§ DOCUMENT EXCERPT
* begin *

These top tips for the best cake pops include everything from preparing the dough and shaping the cake pops, to dipping them in chocolate and decorating. They will help treat makers of all experience levels to master these fun, bite-sized desserts. I’m also sharing some of my favorite cake pop recipes for you to try out.
Try out my classic homemade cake pops, Starbucks chocolate cake pops, or fun ice cream cone cake pops.
Jump to:
- What Is A Cake Pop
- 1. Save Time with Storebought Ingredients
- ❗ Top Tip: Omit The Oil
- 2. Crumble the Cake
- 3. Don't Use Too Much Frosting
- ❗ Top Tip: Cake Pops Without Frosting
- 4. Chill the Dough for Rolling
- 5. Have Uniform Dough Balls
- 6. Use Almond Bark or Candy Melts
- 7. Don't Overheat Your Candy Melts
- 8. Correctly Thin Your Chocolate
- 9. Use Chocolate on the Sticks
- 10. Dip Room Temperature Cake
- 11. Tap & Rotate
- 12. Use A Stand or Make Your Own
- 13. Make them Ahead of Time
- ❓ Best Cake Pop FAQs
- 📍🍡🎂 Best Cake Pop Recipes To Make
- 📖 Recipe Card
- 💬 Reviews
Cake pops are a fun and creative way to enjoy a sweet treat. They are perfect for birthday parties, celebrations, and holidays.
While these bite-sized treats may look like a simple dessert, there are definitely a few tricks that go into making them look flawless. Follow these tips and tricks to become a master cake pop creator!
What Is A Cake Pop
A cake pop is a treat that is made by combining crumbled baked cake with frosting until it forms a dough. This dough is placed onto a stick, dipped in chocolate, and then decorated with either more chocolate or sprinkles.
1. Save Time with Storebought Ingredients
Of course, you can make homemade cake and buttercream frosting and use it to make cake pops. However, using boxed cake mix and store-bought frosting is an easy way to cut out some excess prep time.

* end *

§ PROBLEMS TO WORK ON
1) In the cake pop tips, repeat the passage from "While these bite-sized" up to and including "cake pop creator!".
2) According to the cake pop tips, what is mixed with crumbled baked cake to form the dough?
3) Pick up the cake pop tips text where it ends and keep writing it.

§ RECORDED DATA
* begin *

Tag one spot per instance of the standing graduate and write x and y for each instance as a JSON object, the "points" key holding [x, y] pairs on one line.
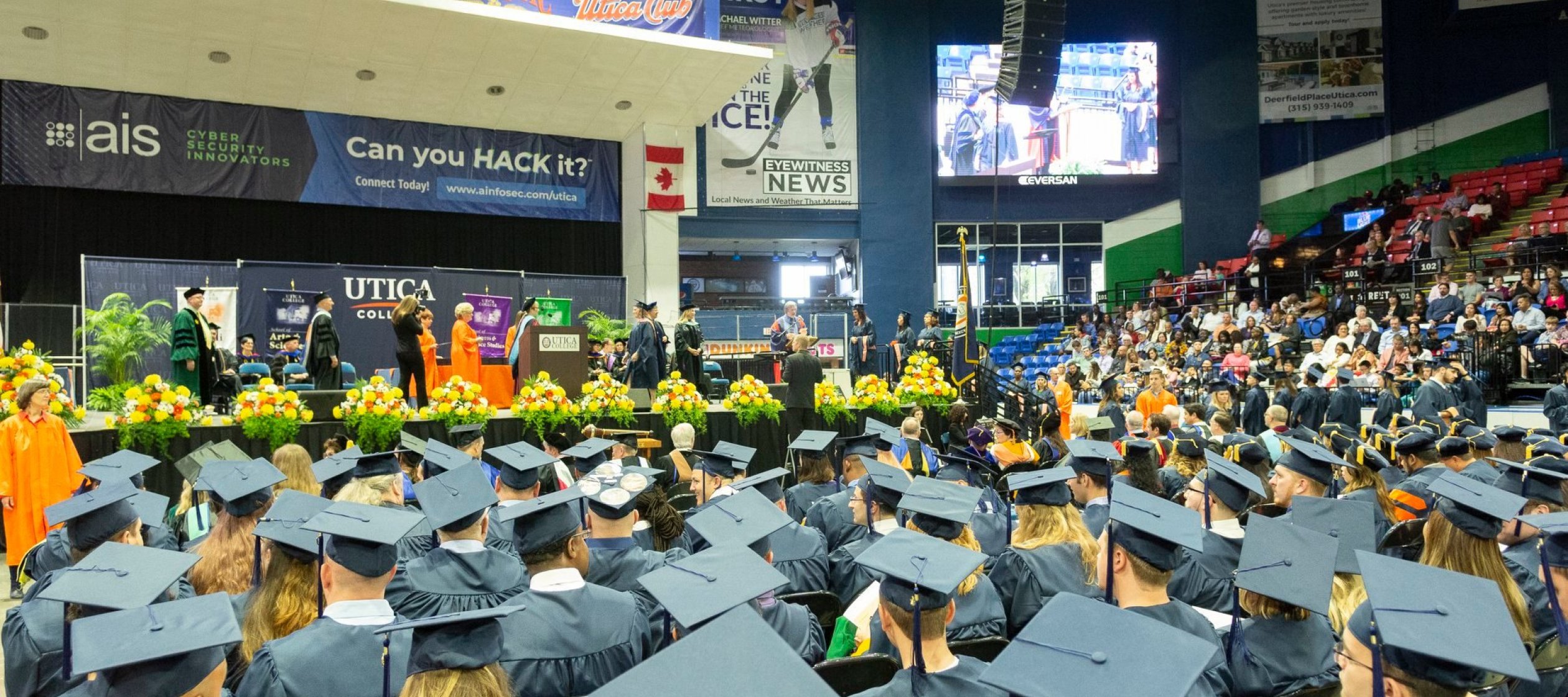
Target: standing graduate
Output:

* end *

§ WRITTEN RESPONSES
1)
While these bite-sized treats may look like a simple dessert, there are definitely a few tricks that go into making them look flawless. Follow these tips and tricks to become a master cake pop creator!

2) Frosting.

3)
❗ Top Tip: Omit The Oil
When using a boxed cake mix, simply ignore the oil or butter called for in the ingredients. Mix and bake the cake as usual, then follow along with your cake pops recipe instructions.
I've found that this trick will help your cake pops hold their shape better and also keep them on the treat sticks easier.
If you are on an even tighter time crunch, you can even purchase a baked cake (with or without frosting) from the bakery section at your local grocery store and crumble it up to make cake pops.
See my cake and frosting recipes below for inspiration:
2. Crumble the Cake
You can use your hands or your stand mixer to crumble your cake until it is ultra-fine. You don't want any large chunks, or it can cause your cake pops to fall apart.
Sometimes, your baked cake might have some extra crispy corners or edges. Go ahead and trim those off before crumbling the cake.
3. Don't Use Too Much Frosting
The frosting is added to the crumbled cake to act as a binding agent so that you can form your balls. However, too much frosting will make your dough too soft, and the balls will fall off the treat sticks.
Start with small amounts of frosting and add more as needed until your dough is a consistency that is similar to Play-Doh modeling clay. You should only need about three tablespoons or so of frosting.
❗ Top Tip: Cake Pops Without Frosting
Did you know you can make cake pops without any added frosting?
To do this, bake your cake as you would normally. However, don't let it cool off after taking it out of the oven. Instead, tightly cover the cake with aluminum foil as soon as it's baked. Let it steam for 10 minutes.
Then, dump the hot cake into the bowl of your stand mixer and beat at medium speed until it reaches the desired consistency. The hot steam will act as the binder, and you won't need to use any frosting.
You can enjoy these cake pops as-is, or some people add a little bit of powdered sugar while crumbling the cake to add extra sweetness (since there isn't any frosting).
4. Chill the Dough for Rolling
You can roll your cake balls as soon as you are done mixing your dough. However, if you want perfect cake balls, then I recommend letting the dough chill in the fridge for at least 30 minutes or up to an hour.
Cold cake pop dough is easier to roll into smooth balls, so you can fix any misshapen balls or cracks.
Alternatively, you can refrigerate the shaped cake pop dough balls and smooth out the edges before dipping. They hold their shape once chilled, and are easier to work with.
5. Have Uniform Dough Balls
It is important that all of your cake pops are the same size so that everyone is getting the same amount of cake.
A typical cake pop is one ounce. You can portion your cake pop dough with a kitchen scale, a cookie scoop, a meatballer, or a cake ball maker.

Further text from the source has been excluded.